| Passage |
# My 9 & 3/4 favorite books of 2011



## FenderPriest (Dec 26, 2011)

For those interested: My 9 & 3/4 favorite books of 2011.


----------



## CharlieJ (Dec 26, 2011)

Nice list. A good mix in there. Maybe a bit more history in 2012?


----------



## FenderPriest (Dec 26, 2011)

CharlieJ said:


> Nice list. A good mix in there. Maybe a bit more history in 2012?


Potentially - Biographies hit that for me, and I read a couple biographies this year (though they didn't make the list). If you want a full list of books I read, just check out the Reads and Books page on my blog. At the moment, I'm feeling like reading my "History of the English Language" again this year... or a book on the history of coffee.


----------



## Zach (Dec 26, 2011)

I love Gilead! One of my favorite lines from it (paraphrased): "Boughton was a very serious Presbyterian, then again, I don't think there is another kind."


----------



## Pergamum (Dec 27, 2011)

Interesting books on technology.

The Sam Crabtree book on Affirmation is WONDERFUL!

I was tempted to buy the Russell Moore book on being tempted - but after reading his online blog posts, I am not sure I want to read any more of this guy.


----------



## FenderPriest (Dec 27, 2011)

Pergamum said:


> I was tempted to buy the Russell Moore book on being tempted - but after reading his online blog posts, I am not sure I want to read any more of this guy.


His work is very helpful, and I think loads of people will benefit from his clarity of thought on what temptation is, and how we need Jesus in it. I'd recommend getting it despite whatever reservations you may have from his other work.


----------

(Point annotations for the photos)

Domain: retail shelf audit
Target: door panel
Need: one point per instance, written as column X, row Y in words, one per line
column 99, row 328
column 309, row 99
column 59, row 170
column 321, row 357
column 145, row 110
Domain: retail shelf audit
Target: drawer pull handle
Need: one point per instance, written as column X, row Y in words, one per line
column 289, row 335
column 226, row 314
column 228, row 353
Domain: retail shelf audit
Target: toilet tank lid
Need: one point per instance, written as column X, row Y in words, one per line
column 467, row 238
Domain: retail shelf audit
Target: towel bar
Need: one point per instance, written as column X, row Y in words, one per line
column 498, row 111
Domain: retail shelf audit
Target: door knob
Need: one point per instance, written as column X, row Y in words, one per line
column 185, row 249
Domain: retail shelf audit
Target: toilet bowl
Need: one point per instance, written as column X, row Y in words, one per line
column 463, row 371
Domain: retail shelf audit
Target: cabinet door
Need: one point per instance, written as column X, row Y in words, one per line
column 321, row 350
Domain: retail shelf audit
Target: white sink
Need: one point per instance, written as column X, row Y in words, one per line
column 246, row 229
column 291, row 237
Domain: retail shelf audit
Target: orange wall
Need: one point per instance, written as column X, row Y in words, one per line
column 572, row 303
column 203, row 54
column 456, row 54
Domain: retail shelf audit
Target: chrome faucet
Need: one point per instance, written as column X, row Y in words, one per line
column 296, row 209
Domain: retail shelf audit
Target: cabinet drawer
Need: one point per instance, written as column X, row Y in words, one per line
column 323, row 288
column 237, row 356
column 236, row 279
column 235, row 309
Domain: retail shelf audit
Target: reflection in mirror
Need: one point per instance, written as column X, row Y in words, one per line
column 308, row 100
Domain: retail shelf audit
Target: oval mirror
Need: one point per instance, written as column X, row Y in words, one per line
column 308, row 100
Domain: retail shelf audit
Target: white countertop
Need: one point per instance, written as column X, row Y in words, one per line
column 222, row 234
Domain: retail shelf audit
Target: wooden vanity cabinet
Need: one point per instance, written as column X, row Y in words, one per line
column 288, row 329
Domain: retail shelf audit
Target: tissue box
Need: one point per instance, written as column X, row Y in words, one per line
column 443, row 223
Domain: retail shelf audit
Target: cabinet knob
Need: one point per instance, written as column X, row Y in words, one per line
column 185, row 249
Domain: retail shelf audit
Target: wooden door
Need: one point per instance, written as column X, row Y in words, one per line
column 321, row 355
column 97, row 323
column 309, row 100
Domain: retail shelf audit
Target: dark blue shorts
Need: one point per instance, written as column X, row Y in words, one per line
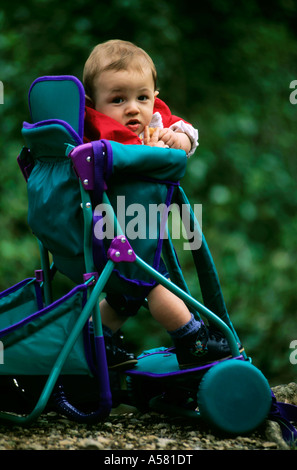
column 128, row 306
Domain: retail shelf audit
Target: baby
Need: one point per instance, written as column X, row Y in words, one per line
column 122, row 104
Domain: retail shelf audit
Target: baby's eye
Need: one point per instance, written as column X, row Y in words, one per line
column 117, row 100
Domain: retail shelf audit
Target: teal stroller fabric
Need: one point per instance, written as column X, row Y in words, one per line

| The exercise |
Copy the book-list thread from "Potentially - Biographies" to "Zach (Dec 26, 2011)", swapping "coffee" for "tea".

| Right answer |
Potentially - Biographies hit that for me, and I read a couple biographies this year (though they didn't make the list). If you want a full list of books I read, just check out the Reads and Books page on my blog. At the moment, I'm feeling like reading my "History of the English Language" again this year... or a book on the history of tea.


----------



## Zach (Dec 26, 2011)